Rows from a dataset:
**********

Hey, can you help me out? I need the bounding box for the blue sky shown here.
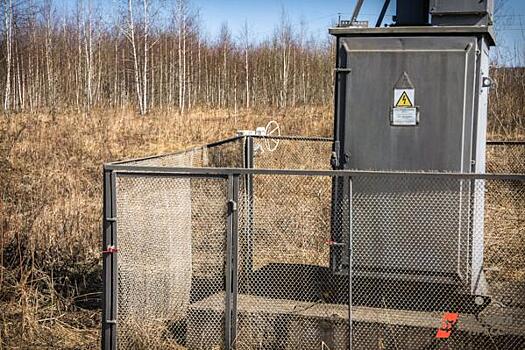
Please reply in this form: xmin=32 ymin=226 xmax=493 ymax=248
xmin=60 ymin=0 xmax=525 ymax=65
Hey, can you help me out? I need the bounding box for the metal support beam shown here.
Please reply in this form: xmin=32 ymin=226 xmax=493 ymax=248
xmin=242 ymin=136 xmax=255 ymax=289
xmin=224 ymin=174 xmax=239 ymax=349
xmin=348 ymin=177 xmax=353 ymax=350
xmin=101 ymin=169 xmax=118 ymax=350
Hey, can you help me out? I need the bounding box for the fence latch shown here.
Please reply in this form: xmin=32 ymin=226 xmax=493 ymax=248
xmin=102 ymin=245 xmax=118 ymax=254
xmin=228 ymin=200 xmax=237 ymax=213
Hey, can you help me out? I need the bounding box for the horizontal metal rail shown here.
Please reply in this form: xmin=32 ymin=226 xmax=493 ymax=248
xmin=487 ymin=140 xmax=525 ymax=146
xmin=104 ymin=164 xmax=525 ymax=181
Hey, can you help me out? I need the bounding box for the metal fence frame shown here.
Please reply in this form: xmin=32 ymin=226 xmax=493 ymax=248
xmin=102 ymin=136 xmax=525 ymax=349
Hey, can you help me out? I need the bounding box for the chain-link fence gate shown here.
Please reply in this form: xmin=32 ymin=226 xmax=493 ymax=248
xmin=103 ymin=137 xmax=525 ymax=349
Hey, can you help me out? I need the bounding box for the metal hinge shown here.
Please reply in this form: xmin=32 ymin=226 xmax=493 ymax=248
xmin=334 ymin=68 xmax=352 ymax=74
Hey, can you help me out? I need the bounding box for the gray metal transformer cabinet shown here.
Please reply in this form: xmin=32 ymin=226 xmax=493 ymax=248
xmin=330 ymin=21 xmax=495 ymax=306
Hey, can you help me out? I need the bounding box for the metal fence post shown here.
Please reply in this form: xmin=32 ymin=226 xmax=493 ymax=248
xmin=102 ymin=169 xmax=117 ymax=350
xmin=348 ymin=176 xmax=354 ymax=350
xmin=224 ymin=174 xmax=239 ymax=349
xmin=242 ymin=136 xmax=254 ymax=288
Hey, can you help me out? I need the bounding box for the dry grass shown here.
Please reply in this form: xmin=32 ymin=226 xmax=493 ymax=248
xmin=0 ymin=89 xmax=524 ymax=349
xmin=0 ymin=108 xmax=331 ymax=349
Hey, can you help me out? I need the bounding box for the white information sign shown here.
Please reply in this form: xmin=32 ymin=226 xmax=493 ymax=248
xmin=392 ymin=107 xmax=418 ymax=126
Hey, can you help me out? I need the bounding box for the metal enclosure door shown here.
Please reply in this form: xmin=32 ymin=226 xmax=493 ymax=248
xmin=341 ymin=37 xmax=477 ymax=286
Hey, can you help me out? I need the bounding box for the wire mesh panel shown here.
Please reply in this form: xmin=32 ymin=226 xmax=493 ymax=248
xmin=104 ymin=137 xmax=525 ymax=350
xmin=116 ymin=174 xmax=227 ymax=349
xmin=235 ymin=175 xmax=349 ymax=349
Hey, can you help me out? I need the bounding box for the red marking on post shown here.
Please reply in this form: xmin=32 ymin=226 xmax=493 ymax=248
xmin=436 ymin=312 xmax=459 ymax=339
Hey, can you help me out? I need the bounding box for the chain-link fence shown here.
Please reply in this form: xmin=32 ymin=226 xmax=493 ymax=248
xmin=103 ymin=137 xmax=525 ymax=350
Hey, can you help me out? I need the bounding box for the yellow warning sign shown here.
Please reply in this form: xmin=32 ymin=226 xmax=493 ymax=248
xmin=396 ymin=91 xmax=414 ymax=107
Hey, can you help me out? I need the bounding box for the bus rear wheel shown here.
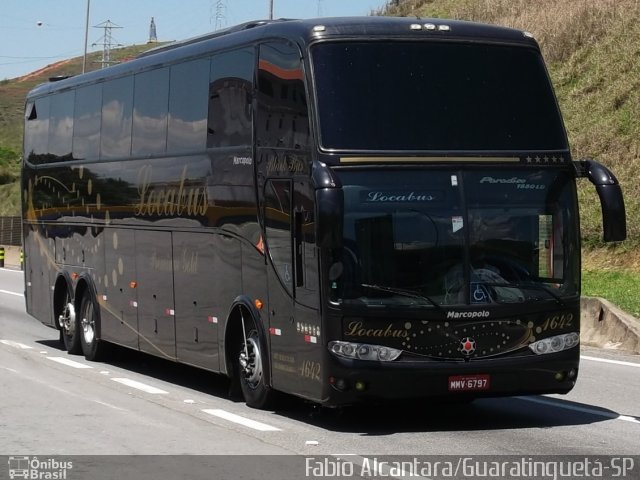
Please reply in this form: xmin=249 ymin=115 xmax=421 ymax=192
xmin=80 ymin=292 xmax=104 ymax=361
xmin=58 ymin=292 xmax=81 ymax=354
xmin=237 ymin=322 xmax=273 ymax=409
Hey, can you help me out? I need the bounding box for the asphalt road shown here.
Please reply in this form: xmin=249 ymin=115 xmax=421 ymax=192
xmin=0 ymin=269 xmax=640 ymax=478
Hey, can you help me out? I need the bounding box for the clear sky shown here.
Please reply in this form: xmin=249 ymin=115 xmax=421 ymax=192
xmin=0 ymin=0 xmax=386 ymax=80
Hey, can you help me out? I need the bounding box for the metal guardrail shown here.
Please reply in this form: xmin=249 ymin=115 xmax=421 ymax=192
xmin=0 ymin=217 xmax=22 ymax=247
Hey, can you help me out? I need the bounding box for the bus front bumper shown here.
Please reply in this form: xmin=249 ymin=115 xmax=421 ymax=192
xmin=323 ymin=347 xmax=580 ymax=405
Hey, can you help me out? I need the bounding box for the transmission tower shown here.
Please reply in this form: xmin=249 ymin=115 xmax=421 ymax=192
xmin=91 ymin=20 xmax=122 ymax=68
xmin=147 ymin=17 xmax=158 ymax=43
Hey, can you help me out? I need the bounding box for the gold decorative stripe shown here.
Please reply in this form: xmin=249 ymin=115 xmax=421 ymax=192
xmin=340 ymin=157 xmax=520 ymax=163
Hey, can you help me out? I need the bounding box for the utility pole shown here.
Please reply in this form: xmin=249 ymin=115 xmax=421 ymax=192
xmin=213 ymin=0 xmax=227 ymax=30
xmin=92 ymin=20 xmax=122 ymax=68
xmin=82 ymin=0 xmax=91 ymax=73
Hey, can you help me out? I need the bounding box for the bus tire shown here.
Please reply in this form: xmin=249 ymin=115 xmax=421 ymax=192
xmin=236 ymin=321 xmax=273 ymax=409
xmin=58 ymin=290 xmax=82 ymax=355
xmin=79 ymin=290 xmax=105 ymax=361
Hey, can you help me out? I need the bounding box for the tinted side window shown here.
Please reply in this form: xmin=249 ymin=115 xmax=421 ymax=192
xmin=49 ymin=91 xmax=75 ymax=161
xmin=131 ymin=68 xmax=169 ymax=155
xmin=100 ymin=77 xmax=133 ymax=158
xmin=257 ymin=42 xmax=310 ymax=148
xmin=73 ymin=84 xmax=102 ymax=159
xmin=264 ymin=180 xmax=294 ymax=293
xmin=167 ymin=58 xmax=210 ymax=152
xmin=24 ymin=97 xmax=50 ymax=163
xmin=207 ymin=48 xmax=255 ymax=147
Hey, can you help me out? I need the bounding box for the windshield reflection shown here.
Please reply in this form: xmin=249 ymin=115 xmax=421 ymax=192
xmin=329 ymin=170 xmax=578 ymax=308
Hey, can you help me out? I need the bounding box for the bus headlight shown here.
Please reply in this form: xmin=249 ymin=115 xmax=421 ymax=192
xmin=329 ymin=341 xmax=402 ymax=362
xmin=529 ymin=332 xmax=580 ymax=355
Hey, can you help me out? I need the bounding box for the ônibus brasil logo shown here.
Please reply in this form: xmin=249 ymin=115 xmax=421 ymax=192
xmin=9 ymin=456 xmax=73 ymax=480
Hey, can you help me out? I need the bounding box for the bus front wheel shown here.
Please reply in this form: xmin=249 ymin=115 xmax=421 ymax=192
xmin=79 ymin=292 xmax=104 ymax=361
xmin=236 ymin=322 xmax=273 ymax=409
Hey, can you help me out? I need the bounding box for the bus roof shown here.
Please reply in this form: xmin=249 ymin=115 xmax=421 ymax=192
xmin=28 ymin=16 xmax=539 ymax=97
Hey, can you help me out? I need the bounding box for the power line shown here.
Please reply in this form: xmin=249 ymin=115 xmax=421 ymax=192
xmin=91 ymin=20 xmax=123 ymax=68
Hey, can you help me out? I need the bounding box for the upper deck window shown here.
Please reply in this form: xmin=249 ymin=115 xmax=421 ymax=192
xmin=311 ymin=41 xmax=567 ymax=151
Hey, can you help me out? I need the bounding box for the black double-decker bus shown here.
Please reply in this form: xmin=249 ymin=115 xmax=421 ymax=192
xmin=22 ymin=17 xmax=626 ymax=408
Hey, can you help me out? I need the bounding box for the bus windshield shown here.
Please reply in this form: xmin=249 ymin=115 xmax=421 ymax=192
xmin=329 ymin=168 xmax=578 ymax=308
xmin=311 ymin=41 xmax=567 ymax=151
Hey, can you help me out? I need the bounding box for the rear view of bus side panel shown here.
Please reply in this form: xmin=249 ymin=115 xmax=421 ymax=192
xmin=23 ymin=224 xmax=56 ymax=326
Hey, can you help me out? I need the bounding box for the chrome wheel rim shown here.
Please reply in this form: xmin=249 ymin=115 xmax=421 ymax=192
xmin=239 ymin=336 xmax=262 ymax=388
xmin=82 ymin=303 xmax=96 ymax=345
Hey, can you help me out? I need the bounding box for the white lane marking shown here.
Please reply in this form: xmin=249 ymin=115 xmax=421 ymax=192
xmin=93 ymin=399 xmax=127 ymax=412
xmin=202 ymin=408 xmax=280 ymax=432
xmin=0 ymin=290 xmax=24 ymax=297
xmin=515 ymin=397 xmax=640 ymax=425
xmin=0 ymin=340 xmax=33 ymax=350
xmin=111 ymin=378 xmax=169 ymax=395
xmin=580 ymin=355 xmax=640 ymax=368
xmin=46 ymin=357 xmax=93 ymax=368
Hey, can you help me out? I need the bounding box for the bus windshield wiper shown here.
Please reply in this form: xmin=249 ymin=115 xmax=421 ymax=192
xmin=360 ymin=283 xmax=442 ymax=309
xmin=480 ymin=282 xmax=564 ymax=307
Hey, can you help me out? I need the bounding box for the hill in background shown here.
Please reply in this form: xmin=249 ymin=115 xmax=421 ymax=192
xmin=0 ymin=44 xmax=160 ymax=208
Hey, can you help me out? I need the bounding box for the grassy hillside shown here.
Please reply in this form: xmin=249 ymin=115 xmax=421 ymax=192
xmin=377 ymin=0 xmax=640 ymax=273
xmin=0 ymin=45 xmax=162 ymax=216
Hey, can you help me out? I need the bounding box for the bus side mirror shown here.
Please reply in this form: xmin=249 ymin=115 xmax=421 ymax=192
xmin=316 ymin=188 xmax=344 ymax=248
xmin=575 ymin=160 xmax=627 ymax=242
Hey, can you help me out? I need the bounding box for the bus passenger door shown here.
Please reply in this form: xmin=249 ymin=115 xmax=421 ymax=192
xmin=264 ymin=179 xmax=298 ymax=393
xmin=135 ymin=230 xmax=176 ymax=360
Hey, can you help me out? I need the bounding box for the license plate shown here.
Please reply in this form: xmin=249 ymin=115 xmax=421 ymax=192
xmin=449 ymin=375 xmax=491 ymax=392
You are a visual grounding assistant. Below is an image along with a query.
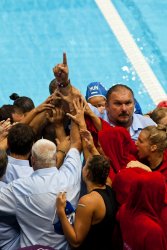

**********

• PROBLEM STATEMENT: Print the lines of the material above without alteration, beginning with the line that contains "line shown here." and ending with the line that contains "xmin=82 ymin=303 xmax=96 ymax=345", both included.

• FINAL RESULT:
Hey, can you help me out? I need the bounding box for the power line shown here.
Please reply in this form: xmin=249 ymin=115 xmax=421 ymax=192
xmin=91 ymin=20 xmax=123 ymax=68
Hey, can you help me out? I need the bounding box for the upper deck window shown here.
Please reply in this form: xmin=249 ymin=115 xmax=421 ymax=192
xmin=311 ymin=41 xmax=567 ymax=151
Hey, can you help me out? I need the bounding box for the black double-decker bus shown here.
Please reply in this form: xmin=249 ymin=115 xmax=421 ymax=192
xmin=22 ymin=17 xmax=626 ymax=408
Hey, can you help me out? I need the bounding box for the bus windshield shown here.
Please reply in this form: xmin=249 ymin=115 xmax=421 ymax=192
xmin=329 ymin=168 xmax=578 ymax=308
xmin=311 ymin=41 xmax=567 ymax=151
Hey, can you help me out? I need the bounding box for the rear view of bus side panel shown here.
Please reply in this form: xmin=249 ymin=115 xmax=421 ymax=192
xmin=23 ymin=224 xmax=56 ymax=326
Hey, can you help me out? I need the bounding box for the chrome wheel rim shown here.
Please reply in this form: xmin=249 ymin=115 xmax=421 ymax=192
xmin=239 ymin=336 xmax=262 ymax=388
xmin=82 ymin=303 xmax=96 ymax=345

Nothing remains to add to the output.